Rewrite the part of the passage on the Australian five-pound note starting with "Following the discovery" and going on through "(1924–1926); Kell/Heathershaw (1927)", replacing "forgeries" with "counterfeits".

Text passage:
══════

The Australian five-pound note was first issued in 1913 and featured a scene looking along the Hawkesbury River near Brooklyn, New South Wales, from the railway toward Kangaroo Point. Upon decimalisation it had a value of 10 dollars.

Timeline

1913
Signatories: Collins/Allen
 
The first five-pound note was issued in 1913, with 693,442 being printed. The reverse of the note possessed horizontal red/yellow bands.

1914–1924
Signatories: Collins/Allen (1914–1917); Cerutty/Collins (1918–1924)
 
Following the discovery of forgeries, a mosaic of fives was added to the reverse of the note and the horizontal red/yellow bands on the first design were replaced by a vertical phasing of purple/yellow/purple. 10,293,018 of these notes were printed.

1924–1927
Signatories: Kell/Collins (1924–1926); Kell/Heathershaw (1927)

══════

Dataset records:
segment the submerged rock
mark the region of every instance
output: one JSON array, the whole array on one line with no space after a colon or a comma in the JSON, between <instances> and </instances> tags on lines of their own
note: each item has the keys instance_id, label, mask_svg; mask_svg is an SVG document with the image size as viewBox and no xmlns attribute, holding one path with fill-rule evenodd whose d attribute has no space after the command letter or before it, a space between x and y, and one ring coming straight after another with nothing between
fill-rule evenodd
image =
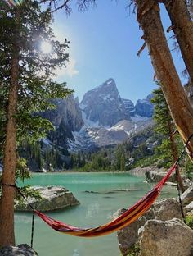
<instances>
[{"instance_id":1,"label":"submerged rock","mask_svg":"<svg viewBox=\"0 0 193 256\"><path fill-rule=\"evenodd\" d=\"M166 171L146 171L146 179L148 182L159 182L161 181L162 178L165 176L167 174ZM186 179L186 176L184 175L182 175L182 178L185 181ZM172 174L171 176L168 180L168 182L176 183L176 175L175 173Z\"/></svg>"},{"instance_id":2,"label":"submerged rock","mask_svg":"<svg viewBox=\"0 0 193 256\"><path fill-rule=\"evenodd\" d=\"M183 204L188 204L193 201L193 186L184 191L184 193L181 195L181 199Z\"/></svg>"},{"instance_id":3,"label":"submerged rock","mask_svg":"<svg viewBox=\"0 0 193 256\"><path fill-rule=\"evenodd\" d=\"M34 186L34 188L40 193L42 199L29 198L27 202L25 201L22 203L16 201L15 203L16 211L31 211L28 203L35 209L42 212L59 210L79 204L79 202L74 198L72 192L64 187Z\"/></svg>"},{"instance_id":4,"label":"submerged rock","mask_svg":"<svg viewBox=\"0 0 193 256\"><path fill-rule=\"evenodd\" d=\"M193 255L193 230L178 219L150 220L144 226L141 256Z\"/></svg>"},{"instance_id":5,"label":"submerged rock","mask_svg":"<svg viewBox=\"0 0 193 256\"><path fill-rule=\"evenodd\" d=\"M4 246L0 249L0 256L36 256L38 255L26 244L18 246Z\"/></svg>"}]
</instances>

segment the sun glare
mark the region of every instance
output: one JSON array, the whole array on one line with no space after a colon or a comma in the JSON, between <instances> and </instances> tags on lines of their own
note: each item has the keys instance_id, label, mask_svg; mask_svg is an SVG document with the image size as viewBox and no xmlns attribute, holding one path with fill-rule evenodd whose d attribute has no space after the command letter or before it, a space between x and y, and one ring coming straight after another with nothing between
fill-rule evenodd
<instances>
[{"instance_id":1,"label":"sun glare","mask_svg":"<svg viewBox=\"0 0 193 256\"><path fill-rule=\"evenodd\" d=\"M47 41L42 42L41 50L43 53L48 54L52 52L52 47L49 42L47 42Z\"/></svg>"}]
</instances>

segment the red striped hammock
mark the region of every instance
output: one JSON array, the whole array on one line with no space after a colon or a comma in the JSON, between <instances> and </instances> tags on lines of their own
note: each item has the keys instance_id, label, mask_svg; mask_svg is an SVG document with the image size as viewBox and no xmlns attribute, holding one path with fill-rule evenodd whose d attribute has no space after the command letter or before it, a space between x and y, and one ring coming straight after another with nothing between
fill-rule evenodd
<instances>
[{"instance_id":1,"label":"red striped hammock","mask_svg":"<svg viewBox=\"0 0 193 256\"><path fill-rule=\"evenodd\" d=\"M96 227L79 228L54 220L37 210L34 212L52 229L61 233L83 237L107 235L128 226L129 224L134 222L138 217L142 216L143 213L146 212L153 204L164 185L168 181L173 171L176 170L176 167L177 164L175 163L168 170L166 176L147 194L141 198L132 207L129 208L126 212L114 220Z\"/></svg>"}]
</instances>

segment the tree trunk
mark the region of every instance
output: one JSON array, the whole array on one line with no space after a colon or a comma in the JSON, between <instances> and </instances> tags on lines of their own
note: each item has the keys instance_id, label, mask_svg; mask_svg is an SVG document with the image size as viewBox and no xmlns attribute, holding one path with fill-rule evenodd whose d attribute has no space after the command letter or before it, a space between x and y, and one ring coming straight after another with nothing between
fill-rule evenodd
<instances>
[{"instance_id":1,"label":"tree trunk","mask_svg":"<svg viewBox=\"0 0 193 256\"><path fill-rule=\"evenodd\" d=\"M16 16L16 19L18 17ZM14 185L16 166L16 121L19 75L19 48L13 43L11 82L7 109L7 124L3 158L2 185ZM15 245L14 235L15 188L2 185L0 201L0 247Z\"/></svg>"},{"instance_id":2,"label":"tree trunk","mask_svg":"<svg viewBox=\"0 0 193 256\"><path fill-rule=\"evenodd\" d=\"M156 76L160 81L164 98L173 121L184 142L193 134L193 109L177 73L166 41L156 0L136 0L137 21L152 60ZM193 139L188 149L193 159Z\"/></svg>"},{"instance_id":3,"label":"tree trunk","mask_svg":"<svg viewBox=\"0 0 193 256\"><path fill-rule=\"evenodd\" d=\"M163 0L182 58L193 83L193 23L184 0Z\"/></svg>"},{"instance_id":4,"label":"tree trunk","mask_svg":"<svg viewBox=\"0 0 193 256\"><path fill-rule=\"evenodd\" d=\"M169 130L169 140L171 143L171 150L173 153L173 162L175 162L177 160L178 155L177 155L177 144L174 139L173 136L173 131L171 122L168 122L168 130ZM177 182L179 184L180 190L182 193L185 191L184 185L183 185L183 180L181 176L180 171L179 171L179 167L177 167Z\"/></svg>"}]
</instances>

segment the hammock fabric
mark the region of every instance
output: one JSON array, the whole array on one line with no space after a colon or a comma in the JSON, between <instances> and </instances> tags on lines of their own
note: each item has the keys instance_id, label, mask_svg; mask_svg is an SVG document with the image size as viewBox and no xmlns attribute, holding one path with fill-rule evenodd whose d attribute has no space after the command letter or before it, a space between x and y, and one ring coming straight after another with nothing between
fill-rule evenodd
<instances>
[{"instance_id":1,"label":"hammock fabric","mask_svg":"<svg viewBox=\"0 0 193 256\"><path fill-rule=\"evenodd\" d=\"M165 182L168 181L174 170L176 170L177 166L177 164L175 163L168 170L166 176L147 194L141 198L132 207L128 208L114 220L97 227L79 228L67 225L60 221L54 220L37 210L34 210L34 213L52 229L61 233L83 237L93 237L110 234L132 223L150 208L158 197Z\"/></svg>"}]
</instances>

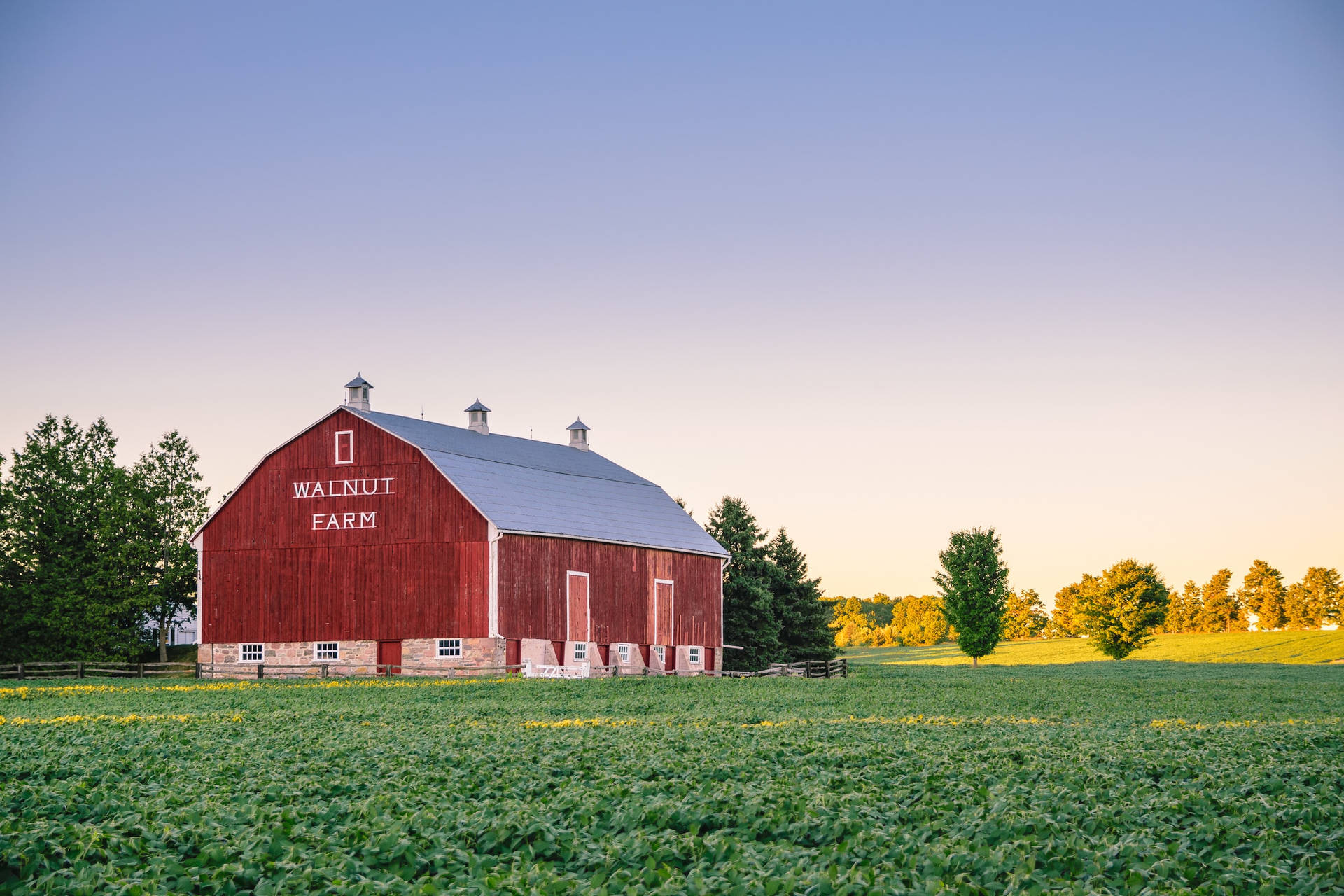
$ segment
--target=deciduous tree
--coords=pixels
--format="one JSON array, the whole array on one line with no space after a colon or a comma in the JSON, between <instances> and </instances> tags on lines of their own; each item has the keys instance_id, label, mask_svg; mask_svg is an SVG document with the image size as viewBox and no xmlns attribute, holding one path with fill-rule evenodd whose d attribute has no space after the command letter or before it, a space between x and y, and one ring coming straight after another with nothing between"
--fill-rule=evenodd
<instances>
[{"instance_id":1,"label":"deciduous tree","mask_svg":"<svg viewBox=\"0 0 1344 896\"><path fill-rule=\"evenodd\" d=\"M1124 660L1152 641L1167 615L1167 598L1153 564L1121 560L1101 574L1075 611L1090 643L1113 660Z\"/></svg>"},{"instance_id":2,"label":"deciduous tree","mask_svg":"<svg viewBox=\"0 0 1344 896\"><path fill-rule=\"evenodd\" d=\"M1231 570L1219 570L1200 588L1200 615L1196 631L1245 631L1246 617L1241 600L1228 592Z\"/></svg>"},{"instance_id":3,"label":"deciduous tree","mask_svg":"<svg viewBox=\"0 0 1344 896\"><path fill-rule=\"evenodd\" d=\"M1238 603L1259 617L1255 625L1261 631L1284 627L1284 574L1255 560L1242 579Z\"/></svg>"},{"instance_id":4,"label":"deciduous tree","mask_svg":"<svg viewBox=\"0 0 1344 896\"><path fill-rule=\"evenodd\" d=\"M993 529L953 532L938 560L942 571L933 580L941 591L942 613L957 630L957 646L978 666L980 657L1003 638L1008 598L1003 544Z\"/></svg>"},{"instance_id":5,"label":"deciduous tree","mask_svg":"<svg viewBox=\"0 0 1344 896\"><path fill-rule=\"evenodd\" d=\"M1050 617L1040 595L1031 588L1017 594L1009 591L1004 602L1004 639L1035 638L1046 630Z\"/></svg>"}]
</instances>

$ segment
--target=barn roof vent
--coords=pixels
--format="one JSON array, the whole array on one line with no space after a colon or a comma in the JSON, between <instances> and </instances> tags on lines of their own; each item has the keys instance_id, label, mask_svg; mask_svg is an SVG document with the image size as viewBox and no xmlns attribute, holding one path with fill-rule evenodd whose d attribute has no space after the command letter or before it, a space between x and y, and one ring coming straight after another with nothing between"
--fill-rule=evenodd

══════

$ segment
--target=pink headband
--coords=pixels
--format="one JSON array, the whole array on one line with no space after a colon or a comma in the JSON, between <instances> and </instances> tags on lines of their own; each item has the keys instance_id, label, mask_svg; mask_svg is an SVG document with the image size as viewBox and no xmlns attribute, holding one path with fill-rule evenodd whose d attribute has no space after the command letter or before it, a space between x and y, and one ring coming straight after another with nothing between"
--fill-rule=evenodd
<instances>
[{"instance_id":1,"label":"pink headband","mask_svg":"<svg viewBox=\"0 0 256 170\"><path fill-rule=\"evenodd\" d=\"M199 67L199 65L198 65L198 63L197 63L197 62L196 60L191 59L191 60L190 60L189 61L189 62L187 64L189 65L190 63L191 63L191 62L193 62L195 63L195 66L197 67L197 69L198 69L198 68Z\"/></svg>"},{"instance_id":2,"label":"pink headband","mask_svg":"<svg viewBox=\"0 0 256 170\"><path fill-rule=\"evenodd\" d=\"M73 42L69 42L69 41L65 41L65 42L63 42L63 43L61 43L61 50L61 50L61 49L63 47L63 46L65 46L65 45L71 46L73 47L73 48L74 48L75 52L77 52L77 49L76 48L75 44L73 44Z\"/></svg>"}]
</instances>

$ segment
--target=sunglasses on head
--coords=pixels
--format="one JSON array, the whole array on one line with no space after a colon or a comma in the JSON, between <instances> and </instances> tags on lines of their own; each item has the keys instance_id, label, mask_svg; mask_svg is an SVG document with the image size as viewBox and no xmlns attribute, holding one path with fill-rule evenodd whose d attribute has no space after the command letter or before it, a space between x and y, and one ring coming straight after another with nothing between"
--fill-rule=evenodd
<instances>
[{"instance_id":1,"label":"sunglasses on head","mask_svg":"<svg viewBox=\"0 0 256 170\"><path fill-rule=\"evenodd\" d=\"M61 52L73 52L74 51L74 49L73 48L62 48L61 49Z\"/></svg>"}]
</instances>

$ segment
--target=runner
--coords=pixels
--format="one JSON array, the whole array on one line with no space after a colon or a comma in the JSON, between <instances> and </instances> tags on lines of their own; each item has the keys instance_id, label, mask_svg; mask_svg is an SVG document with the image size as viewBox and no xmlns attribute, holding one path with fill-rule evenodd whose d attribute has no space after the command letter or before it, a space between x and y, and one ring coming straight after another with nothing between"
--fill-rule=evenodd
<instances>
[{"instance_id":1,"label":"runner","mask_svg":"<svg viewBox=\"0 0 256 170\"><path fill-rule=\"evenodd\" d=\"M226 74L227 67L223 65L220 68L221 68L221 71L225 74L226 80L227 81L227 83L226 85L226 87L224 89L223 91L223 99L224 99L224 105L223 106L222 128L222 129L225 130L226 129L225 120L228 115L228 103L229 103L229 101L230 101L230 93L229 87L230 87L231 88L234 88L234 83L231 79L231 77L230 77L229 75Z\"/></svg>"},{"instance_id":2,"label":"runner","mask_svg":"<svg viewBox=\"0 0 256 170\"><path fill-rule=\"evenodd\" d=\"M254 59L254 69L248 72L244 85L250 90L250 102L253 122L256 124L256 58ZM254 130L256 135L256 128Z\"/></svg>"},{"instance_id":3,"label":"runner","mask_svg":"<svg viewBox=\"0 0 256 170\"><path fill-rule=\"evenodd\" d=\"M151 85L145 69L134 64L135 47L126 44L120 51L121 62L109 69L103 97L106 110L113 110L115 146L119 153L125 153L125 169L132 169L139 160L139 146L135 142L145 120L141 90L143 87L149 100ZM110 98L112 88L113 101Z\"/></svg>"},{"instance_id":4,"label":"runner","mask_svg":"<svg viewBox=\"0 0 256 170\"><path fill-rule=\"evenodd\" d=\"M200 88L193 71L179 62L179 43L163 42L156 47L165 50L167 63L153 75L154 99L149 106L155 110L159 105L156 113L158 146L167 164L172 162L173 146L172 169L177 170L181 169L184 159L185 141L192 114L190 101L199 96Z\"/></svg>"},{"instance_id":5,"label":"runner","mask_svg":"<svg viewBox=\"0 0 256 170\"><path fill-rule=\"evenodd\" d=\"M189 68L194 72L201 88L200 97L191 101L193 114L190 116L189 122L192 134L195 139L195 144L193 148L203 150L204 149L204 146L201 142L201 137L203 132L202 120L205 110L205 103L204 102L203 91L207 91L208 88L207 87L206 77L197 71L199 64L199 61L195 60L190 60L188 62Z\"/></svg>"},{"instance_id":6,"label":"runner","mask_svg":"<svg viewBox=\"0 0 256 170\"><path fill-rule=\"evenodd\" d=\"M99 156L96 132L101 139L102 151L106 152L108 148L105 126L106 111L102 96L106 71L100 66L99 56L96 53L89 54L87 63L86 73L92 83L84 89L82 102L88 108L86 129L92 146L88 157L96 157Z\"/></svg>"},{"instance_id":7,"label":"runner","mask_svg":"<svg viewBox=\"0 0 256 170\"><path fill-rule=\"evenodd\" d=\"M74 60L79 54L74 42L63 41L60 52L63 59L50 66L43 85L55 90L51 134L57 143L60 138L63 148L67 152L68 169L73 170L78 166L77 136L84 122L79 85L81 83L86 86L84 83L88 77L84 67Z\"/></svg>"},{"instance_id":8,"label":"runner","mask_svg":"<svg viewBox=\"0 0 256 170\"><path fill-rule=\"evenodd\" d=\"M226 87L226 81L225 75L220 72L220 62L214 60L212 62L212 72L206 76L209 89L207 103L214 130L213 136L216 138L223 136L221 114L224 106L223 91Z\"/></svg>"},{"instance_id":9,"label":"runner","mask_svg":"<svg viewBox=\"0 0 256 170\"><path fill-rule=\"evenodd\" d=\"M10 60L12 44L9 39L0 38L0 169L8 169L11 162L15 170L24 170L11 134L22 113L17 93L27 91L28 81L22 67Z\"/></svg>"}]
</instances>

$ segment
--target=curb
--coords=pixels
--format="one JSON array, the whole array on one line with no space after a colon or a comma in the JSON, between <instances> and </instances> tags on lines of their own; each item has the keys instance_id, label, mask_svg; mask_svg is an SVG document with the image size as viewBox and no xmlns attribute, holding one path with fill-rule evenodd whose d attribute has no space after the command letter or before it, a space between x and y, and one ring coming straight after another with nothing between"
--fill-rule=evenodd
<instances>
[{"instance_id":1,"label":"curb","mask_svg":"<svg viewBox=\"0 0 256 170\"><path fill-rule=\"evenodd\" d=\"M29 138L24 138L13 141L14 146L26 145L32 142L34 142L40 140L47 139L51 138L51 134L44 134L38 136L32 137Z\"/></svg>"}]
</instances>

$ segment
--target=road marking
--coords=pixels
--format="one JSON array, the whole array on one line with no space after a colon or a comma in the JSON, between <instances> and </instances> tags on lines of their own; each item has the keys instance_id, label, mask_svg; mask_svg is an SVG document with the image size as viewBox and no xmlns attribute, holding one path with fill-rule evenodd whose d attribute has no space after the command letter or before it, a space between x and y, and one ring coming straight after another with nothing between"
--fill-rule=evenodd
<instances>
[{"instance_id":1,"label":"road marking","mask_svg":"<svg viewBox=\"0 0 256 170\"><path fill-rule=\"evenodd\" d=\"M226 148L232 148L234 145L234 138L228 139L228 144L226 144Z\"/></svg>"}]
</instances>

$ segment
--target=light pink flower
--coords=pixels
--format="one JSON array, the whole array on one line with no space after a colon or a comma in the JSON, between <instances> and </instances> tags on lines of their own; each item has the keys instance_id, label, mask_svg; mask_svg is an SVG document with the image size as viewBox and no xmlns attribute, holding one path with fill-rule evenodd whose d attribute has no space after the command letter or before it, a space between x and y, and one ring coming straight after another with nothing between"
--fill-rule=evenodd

══════

Response below:
Following the discovery of counterfeits, a mosaic of fives was added to the reverse of the note and the horizontal red/yellow bands on the first design were replaced by a vertical phasing of purple/yellow/purple. 10,293,018 of these notes were printed.

1924–1927
Signatories: Kell/Collins (1924–1926); Kell/Heathershaw (1927)